Text to read:
++++++++
------------------------------------------------------------------------------
NVIDIA Compute Visual Profiler 
Linux Release Notes
Version 4.0
------------------------------------------------------------------------------

PLEASE REFER EULA.txt FOR THE LICENSE AGREEMENT FOR USING NVIDIA SOFTWARE.

Please refer Changelog.txt for changes with respect to the previous version.

FILES IN THE RELEASE:
--------------------
* computeprof/bin/computeprof    : Compute Visual Profiler Executable

* computeprof/bin/libQt*.so.4    : Qt shared libraries

* computeprof/projects           : Directory containing sample profiler projects

* computeprof/doc                : Directory containing files for user documentation.


SUPPORTED LINUX DISTRIBUTIONS
-----------------------------
Compute Visual Profiler platform support is same as  that for the CUDA Toolkit. 
Please refer the CUDA Toolkit Linux release notes.


SYSTEM REQUIREMENTS
-------------------
. CUDA-enabled GPU
  See http://www.nvidia.com/object/cuda_learn_products.html
. NVIDIA Driver
. NVIDIA CUDA Toolkit


INSTALLATION AND SETUP
---------------------
The installation is part of the CUDA toolkit installation. The files are
installed under "<CudaToolkitDir>/computeprof" where <CudaToolkitDir> is the 
directory under which the CUDA Toolkit is installed.

Setup LD_LIBRARY PATH to include the ComputeVisualProfiler bin directory:
 > export LD_LIBRARY_PATH=$LD_LIBRARY_PATH:<CudaToolkitDir>/computeprof/bin


RUNNING Compute Visual Profiler
----------------------------
 > <CudaToolkitDir>/computeprof/bin/computeprof &

Refer the Compute Visual Profiler User Guide "Compute_Visual_Profiler_User_Guide.pdf" for more information.


KNOWN ISSUES
------------
1) Selecting profiler counters can result in an Compute application execution error and profiling 
   data is not generated. In such a case you will not be able to collect any profiling counter data. 
   You can disable all profiler counters and only collect other basic profiling information.
++++++++
Material supplied:
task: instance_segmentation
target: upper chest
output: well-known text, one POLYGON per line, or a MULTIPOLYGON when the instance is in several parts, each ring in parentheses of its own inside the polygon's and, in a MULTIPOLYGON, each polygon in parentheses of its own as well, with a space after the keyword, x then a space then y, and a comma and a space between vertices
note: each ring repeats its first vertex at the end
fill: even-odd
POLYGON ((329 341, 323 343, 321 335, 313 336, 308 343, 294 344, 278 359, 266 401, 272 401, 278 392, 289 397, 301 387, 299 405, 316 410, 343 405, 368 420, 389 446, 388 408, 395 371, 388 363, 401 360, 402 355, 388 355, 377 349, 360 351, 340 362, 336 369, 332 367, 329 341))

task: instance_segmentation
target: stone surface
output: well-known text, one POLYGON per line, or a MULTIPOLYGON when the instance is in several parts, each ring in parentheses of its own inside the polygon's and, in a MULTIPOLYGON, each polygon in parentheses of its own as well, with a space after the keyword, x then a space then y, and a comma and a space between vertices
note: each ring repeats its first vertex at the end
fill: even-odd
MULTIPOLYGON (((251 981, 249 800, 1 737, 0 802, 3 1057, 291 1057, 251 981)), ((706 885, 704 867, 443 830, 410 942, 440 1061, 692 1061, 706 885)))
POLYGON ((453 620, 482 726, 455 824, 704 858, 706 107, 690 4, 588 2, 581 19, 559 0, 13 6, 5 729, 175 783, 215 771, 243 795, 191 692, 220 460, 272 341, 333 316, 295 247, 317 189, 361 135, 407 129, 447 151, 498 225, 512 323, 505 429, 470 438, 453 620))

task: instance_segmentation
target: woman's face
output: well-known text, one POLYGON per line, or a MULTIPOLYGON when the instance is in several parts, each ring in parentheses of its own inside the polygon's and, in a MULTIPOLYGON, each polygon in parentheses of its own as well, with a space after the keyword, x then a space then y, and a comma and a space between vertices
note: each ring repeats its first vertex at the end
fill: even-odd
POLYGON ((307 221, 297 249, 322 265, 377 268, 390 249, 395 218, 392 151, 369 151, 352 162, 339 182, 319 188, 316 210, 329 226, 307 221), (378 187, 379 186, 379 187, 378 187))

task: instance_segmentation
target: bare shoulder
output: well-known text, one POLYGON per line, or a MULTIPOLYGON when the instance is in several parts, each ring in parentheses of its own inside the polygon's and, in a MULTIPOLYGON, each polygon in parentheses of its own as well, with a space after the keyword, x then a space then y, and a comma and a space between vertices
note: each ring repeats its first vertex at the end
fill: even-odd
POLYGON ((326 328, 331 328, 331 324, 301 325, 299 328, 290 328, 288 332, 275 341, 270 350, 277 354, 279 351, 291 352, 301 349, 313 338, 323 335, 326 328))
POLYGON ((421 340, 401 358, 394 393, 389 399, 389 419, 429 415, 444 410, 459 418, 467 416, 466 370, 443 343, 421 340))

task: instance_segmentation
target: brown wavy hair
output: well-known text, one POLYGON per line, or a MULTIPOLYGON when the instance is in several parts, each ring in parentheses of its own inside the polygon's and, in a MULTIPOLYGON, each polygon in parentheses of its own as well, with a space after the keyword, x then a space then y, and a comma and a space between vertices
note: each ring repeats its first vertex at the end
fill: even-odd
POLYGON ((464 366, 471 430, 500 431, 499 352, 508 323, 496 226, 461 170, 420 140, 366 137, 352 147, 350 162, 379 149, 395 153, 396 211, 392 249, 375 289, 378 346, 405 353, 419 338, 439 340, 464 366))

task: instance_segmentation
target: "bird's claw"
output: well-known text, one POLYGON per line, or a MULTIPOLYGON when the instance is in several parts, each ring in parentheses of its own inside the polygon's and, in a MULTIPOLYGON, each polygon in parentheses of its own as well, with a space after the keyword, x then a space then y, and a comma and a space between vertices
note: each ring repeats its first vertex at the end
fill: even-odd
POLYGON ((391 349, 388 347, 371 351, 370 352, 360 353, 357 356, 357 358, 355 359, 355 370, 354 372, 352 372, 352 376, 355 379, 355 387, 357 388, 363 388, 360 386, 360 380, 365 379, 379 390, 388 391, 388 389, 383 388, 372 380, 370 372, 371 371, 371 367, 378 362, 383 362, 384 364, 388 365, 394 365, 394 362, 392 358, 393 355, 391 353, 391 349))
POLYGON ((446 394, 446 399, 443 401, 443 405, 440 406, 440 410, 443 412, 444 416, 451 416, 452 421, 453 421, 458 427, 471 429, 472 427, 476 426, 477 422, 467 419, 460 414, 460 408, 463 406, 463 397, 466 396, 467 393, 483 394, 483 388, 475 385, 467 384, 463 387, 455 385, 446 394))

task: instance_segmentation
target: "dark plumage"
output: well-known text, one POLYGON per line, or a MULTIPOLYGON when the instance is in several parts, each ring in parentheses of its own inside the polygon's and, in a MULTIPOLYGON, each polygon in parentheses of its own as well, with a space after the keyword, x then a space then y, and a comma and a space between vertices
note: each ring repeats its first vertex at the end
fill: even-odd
++++++++
Task instructions:
a: According to the release notes, what does computeprof/bin/libQt*.so.4 contain?
b: Please copy the part of the release notes that opens with the words "INSTALLATION AND SETUP" and closes with "Toolkit is installed.", keeping every character unchanged.
Answer using only the release notes.

Answer list:
a: Qt shared libraries.

b:
INSTALLATION AND SETUP
---------------------
The installation is part of the CUDA toolkit installation. The files are
installed under "<CudaToolkitDir>/computeprof" where <CudaToolkitDir> is the 
directory under which the CUDA Toolkit is installed.